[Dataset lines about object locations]
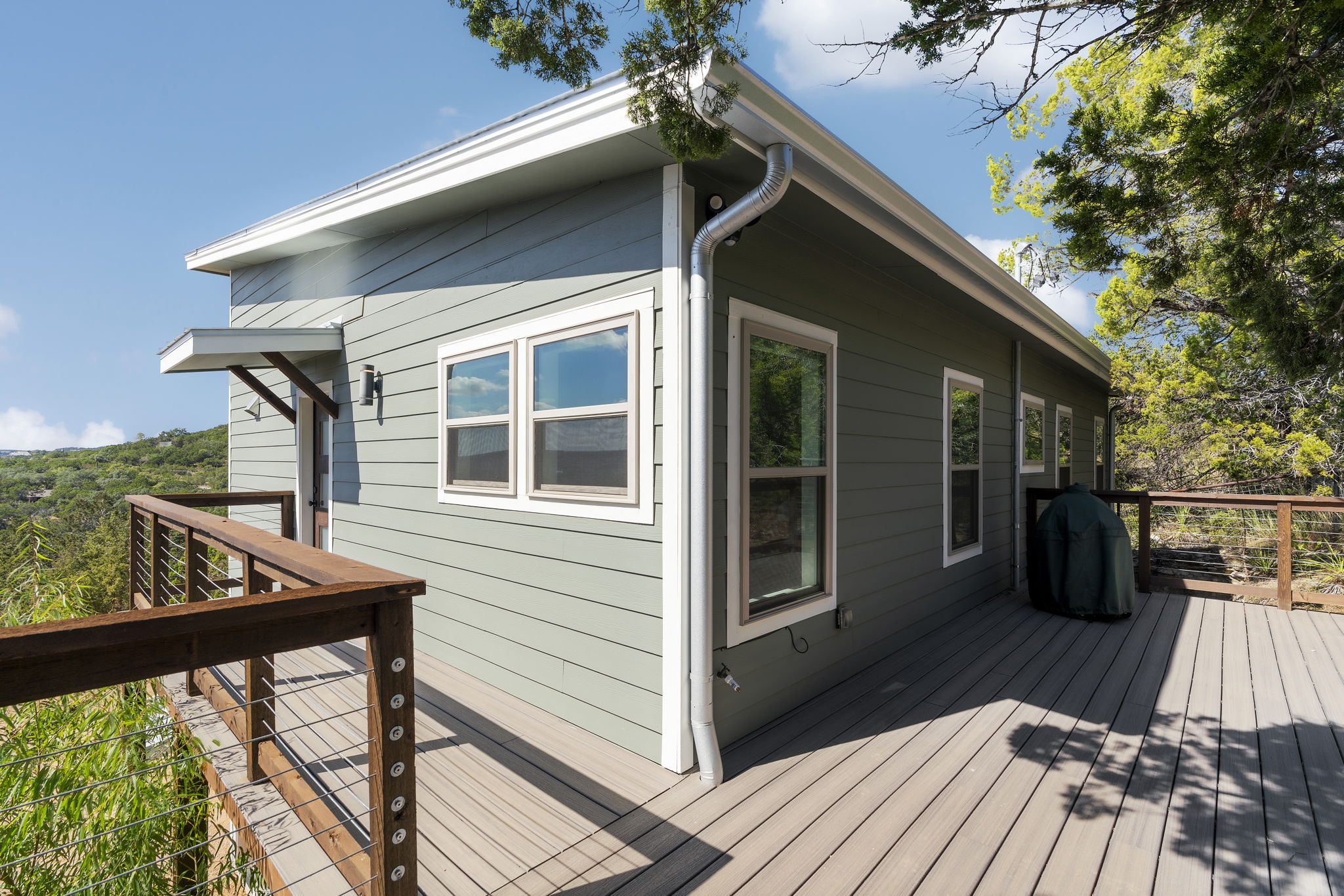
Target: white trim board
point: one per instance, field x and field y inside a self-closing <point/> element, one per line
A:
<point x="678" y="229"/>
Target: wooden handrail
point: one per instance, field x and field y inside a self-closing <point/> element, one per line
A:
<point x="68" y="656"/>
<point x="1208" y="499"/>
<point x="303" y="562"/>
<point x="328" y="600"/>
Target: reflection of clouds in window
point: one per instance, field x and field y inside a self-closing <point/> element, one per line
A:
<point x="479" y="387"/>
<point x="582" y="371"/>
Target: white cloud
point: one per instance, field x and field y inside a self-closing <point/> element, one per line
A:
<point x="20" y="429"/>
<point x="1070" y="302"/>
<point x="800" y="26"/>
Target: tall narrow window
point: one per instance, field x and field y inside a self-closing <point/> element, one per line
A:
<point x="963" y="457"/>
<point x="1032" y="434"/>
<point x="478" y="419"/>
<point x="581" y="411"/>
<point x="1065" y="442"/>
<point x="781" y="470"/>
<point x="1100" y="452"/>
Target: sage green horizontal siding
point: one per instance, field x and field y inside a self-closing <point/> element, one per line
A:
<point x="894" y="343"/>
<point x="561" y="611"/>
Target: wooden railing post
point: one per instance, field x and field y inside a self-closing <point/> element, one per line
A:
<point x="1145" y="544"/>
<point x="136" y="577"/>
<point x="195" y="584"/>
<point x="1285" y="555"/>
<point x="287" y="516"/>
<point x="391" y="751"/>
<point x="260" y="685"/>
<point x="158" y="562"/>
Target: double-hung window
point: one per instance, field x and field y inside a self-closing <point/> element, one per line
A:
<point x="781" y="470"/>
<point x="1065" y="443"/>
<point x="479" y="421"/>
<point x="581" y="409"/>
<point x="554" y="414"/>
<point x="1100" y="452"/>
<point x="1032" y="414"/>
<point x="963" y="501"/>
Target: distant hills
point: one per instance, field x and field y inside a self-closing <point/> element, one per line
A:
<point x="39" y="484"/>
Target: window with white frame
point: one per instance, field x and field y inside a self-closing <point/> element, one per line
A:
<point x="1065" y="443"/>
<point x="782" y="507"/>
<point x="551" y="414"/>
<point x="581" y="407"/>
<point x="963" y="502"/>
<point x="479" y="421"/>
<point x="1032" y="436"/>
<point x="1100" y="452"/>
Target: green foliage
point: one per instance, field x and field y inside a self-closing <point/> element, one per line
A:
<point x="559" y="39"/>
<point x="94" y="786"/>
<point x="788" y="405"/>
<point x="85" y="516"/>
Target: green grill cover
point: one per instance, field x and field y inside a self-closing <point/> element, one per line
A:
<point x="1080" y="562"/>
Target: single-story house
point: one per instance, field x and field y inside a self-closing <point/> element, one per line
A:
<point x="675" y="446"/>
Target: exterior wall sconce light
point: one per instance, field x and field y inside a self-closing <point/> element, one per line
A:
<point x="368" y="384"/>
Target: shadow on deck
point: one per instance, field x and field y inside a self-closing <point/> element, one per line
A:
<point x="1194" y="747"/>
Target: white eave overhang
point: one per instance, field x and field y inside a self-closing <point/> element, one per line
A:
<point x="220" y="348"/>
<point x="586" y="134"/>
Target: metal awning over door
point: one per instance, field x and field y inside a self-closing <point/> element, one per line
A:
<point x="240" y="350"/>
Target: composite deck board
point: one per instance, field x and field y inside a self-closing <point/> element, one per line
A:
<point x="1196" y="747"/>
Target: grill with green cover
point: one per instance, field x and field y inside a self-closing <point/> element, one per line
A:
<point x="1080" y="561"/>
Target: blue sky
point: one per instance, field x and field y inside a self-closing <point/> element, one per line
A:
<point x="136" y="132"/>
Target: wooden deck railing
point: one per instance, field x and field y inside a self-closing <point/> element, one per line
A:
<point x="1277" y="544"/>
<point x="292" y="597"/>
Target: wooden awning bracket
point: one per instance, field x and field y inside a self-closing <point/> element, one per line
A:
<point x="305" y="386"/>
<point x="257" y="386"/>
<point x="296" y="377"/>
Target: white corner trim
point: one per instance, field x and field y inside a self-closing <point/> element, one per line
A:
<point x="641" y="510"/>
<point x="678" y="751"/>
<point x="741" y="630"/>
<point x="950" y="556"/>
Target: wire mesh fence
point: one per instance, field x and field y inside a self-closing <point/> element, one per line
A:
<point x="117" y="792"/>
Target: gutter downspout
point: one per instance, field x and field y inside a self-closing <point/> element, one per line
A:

GOAL OF THE EXERCISE:
Arrange all the lines above as a numbered list, skipping any blank lines. Leave the pictures out of your answer.

TASK SOLUTION:
1. Target: white trim board
2. point: one per instance, field x and field y inside a self-closing <point/> element, one per line
3. A:
4. <point x="678" y="229"/>
5. Target: wooden handrail
6. point: one per instance, field x and field y inside a self-closing <point/> element, one per line
7. A:
8. <point x="68" y="656"/>
9. <point x="1208" y="499"/>
10. <point x="303" y="562"/>
11. <point x="328" y="600"/>
12. Target: reflection of clouds in window
13. point: one per instance, field x and field y inside a self-closing <point/> element, one per line
14. A:
15. <point x="479" y="387"/>
16. <point x="582" y="371"/>
17. Target: white cloud
18. point: one per instance, field x and field y inside a self-closing <point/> element, one per line
19. A:
20. <point x="20" y="429"/>
21. <point x="1070" y="302"/>
22. <point x="800" y="26"/>
23. Target: tall narrow window
24. point: one per instance, field x and field y inside a self-closing <point/> element, one per line
25. A:
26. <point x="963" y="457"/>
27. <point x="1032" y="434"/>
28. <point x="478" y="419"/>
29. <point x="581" y="411"/>
30. <point x="1065" y="442"/>
31. <point x="781" y="470"/>
32. <point x="1100" y="452"/>
33. Target: sage green horizontal siding
34. point: one per instance, field x and field y inside a self-closing <point/> element, one per line
35. A:
36. <point x="894" y="343"/>
37. <point x="561" y="611"/>
38. Target: wooden railing post
39. point: one per instance, field x and field y inside a self-closing <point/> element, one per line
40. A:
41. <point x="1145" y="544"/>
42. <point x="136" y="577"/>
43. <point x="195" y="584"/>
44. <point x="1285" y="555"/>
45. <point x="287" y="516"/>
46. <point x="391" y="751"/>
47. <point x="260" y="685"/>
48. <point x="158" y="562"/>
49. Target: double-hung window
50. point: one per instance, field x and field y inside a self-closing <point/> element, one per line
51. A:
52. <point x="781" y="470"/>
53. <point x="1065" y="443"/>
54. <point x="479" y="421"/>
55. <point x="581" y="409"/>
56. <point x="554" y="414"/>
57. <point x="1100" y="452"/>
58. <point x="1032" y="414"/>
59. <point x="963" y="501"/>
60. Target: distant hills
61. point: one per instance, field x and field y inside a self-closing <point/> element, one per line
62. A:
63. <point x="39" y="484"/>
64. Target: window with white frame
65. point: one per instance, field x and field y inside a self-closing <point/> element, one per line
66. A:
67. <point x="1065" y="443"/>
68. <point x="782" y="507"/>
69. <point x="551" y="414"/>
70. <point x="581" y="407"/>
71. <point x="963" y="502"/>
72. <point x="479" y="421"/>
73. <point x="1032" y="436"/>
74. <point x="1100" y="452"/>
75. Target: green foliage
76. point: one per instance, field x and field y inside a self-closing <point/> element, one per line
77. A:
78. <point x="559" y="39"/>
79. <point x="94" y="786"/>
80. <point x="788" y="405"/>
81. <point x="85" y="516"/>
82. Target: green grill cover
83. point: one per instance, field x and field y inside a self-closing <point/> element, one per line
84. A:
85. <point x="1080" y="562"/>
86. Target: single-story house
87. point: one per instance, field x and field y inside a self-closing <point/> element, one per line
88. A:
89. <point x="675" y="446"/>
90. Target: exterior wall sconce light
91. point: one per instance, field x and field y inside a self-closing <point/> element, one per line
92. A:
93. <point x="368" y="384"/>
94. Target: shadow on deck
95. point: one per instance, field x and field y inside a self-closing <point/> element, one per line
96. A:
97. <point x="1194" y="747"/>
98. Target: white eave overhang
99. point: one per instance, field x and field y inside a self-closing <point/> element, one per line
100. A:
101. <point x="220" y="348"/>
102. <point x="586" y="134"/>
103. Target: metal awning over door
104. point: one per instance, field x and field y inside a self-closing <point/> element, one per line
105. A:
106. <point x="240" y="350"/>
107. Target: composite deck board
108. point: one per instance, field x and field y inside a self-closing <point/> element, one per line
109. A:
110. <point x="1196" y="747"/>
111. Target: grill with green cover
112. point: one per instance, field x and field y inside a self-closing <point/> element, one per line
113. A:
114. <point x="1080" y="561"/>
115. Target: blue sky
116. point: one per instance, field x and field y inside a self-closing <point/> element, one per line
117. A:
118. <point x="136" y="132"/>
119. Target: wooden deck railing
120. point: one per instance, field x and field y inside a self-closing <point/> element, one per line
121. A:
122. <point x="1277" y="544"/>
123. <point x="292" y="597"/>
124. Target: wooden awning bracket
125. point: one per instance, field x and field y inside a self-closing <point/> element, one per line
126. A:
127. <point x="305" y="386"/>
128. <point x="257" y="386"/>
129. <point x="296" y="377"/>
130. Target: white corner trim
131. point: one per instance, field x and field y inside a self-closing <point/> element, one per line
132. A:
133. <point x="641" y="510"/>
134. <point x="678" y="751"/>
135. <point x="741" y="630"/>
136. <point x="950" y="556"/>
137. Target: wire mesh fence
138. point: one per instance, field x and field y inside a self-closing <point/> element, one per line
139. A:
140. <point x="117" y="792"/>
141. Target: gutter downspout
142. point: one per instance, field x and field y inside a self-closing <point/> element, one per line
143. A:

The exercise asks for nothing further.